» **WRITTEN INSTRUCTION**: Please output the lines below verbatim, with every character unchanged.
## BEGIN
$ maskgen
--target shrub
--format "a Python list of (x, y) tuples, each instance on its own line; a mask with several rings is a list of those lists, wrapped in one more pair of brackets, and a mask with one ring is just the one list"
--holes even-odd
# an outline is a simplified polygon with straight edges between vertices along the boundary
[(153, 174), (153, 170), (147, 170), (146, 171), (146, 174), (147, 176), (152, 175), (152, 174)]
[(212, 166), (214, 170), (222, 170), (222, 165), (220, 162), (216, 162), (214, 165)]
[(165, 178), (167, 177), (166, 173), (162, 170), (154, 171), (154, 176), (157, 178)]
## END
» **THE REPLY**:
$ maskgen
--target shrub
--format "a Python list of (x, y) tuples, each instance on its own line; a mask with several rings is a list of those lists, wrapped in one more pair of brackets, and a mask with one ring is just the one list"
--holes even-odd
# an outline is a simplified polygon with straight edges between vertices along the boundary
[(153, 174), (153, 170), (147, 170), (146, 171), (146, 174), (147, 176), (152, 175), (152, 174)]
[(212, 166), (214, 170), (222, 170), (222, 165), (220, 162), (216, 162), (214, 165)]
[(165, 178), (167, 177), (166, 173), (162, 170), (154, 171), (154, 176), (157, 178)]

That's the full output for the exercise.